## Goal
Pick out every line of the material below that contains the word "jacket", matching case exactly, and copy each of those lines.

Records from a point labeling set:
[Start]

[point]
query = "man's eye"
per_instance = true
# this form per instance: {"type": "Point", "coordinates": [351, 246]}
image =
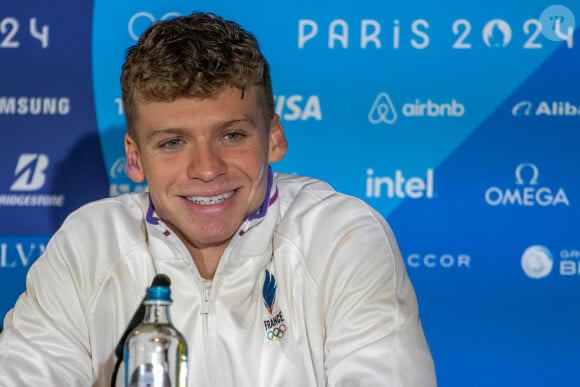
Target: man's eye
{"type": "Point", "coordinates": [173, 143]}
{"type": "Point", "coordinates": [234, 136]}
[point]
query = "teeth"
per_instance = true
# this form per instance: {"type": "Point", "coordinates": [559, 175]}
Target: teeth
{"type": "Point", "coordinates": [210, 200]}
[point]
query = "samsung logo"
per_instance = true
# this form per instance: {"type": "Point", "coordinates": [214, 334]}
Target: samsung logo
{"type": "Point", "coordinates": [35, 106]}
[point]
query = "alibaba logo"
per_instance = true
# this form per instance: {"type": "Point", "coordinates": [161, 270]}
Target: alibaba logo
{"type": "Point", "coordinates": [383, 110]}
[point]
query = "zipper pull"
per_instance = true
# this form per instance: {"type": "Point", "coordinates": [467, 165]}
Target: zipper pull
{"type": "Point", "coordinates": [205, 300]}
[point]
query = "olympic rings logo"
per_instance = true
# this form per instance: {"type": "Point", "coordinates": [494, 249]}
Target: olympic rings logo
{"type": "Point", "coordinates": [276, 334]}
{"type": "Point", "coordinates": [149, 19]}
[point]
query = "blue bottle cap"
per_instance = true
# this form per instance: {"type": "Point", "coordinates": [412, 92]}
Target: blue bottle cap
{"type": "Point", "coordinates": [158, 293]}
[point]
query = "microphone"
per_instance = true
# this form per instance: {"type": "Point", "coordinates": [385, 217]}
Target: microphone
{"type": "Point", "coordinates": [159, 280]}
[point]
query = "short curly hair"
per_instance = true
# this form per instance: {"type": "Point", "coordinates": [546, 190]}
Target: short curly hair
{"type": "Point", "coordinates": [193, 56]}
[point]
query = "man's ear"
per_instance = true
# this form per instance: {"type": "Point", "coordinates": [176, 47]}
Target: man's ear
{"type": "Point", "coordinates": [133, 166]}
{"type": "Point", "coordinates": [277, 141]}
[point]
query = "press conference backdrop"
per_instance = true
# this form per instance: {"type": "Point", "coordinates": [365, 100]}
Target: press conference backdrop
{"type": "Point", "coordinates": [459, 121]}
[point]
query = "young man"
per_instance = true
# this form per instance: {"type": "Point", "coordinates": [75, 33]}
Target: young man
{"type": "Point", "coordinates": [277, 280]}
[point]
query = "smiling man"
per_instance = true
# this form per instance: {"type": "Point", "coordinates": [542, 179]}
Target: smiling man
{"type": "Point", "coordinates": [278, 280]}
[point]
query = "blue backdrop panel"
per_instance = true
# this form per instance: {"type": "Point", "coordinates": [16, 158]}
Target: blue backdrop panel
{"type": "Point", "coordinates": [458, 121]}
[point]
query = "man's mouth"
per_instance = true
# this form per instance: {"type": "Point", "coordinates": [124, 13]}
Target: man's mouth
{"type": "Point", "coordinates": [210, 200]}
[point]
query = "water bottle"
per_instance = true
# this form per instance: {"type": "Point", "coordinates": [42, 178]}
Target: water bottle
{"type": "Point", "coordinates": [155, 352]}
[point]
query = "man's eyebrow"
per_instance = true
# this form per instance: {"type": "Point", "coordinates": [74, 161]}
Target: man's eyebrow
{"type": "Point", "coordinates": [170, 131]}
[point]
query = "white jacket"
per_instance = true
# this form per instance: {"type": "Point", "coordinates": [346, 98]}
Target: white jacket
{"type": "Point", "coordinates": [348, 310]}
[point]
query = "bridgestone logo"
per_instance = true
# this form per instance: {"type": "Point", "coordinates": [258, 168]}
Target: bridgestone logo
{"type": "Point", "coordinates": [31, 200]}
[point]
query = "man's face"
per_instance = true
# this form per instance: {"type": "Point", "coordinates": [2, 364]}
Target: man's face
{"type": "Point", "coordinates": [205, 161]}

[End]

## Reply
query = "white jacket"
Target: white jacket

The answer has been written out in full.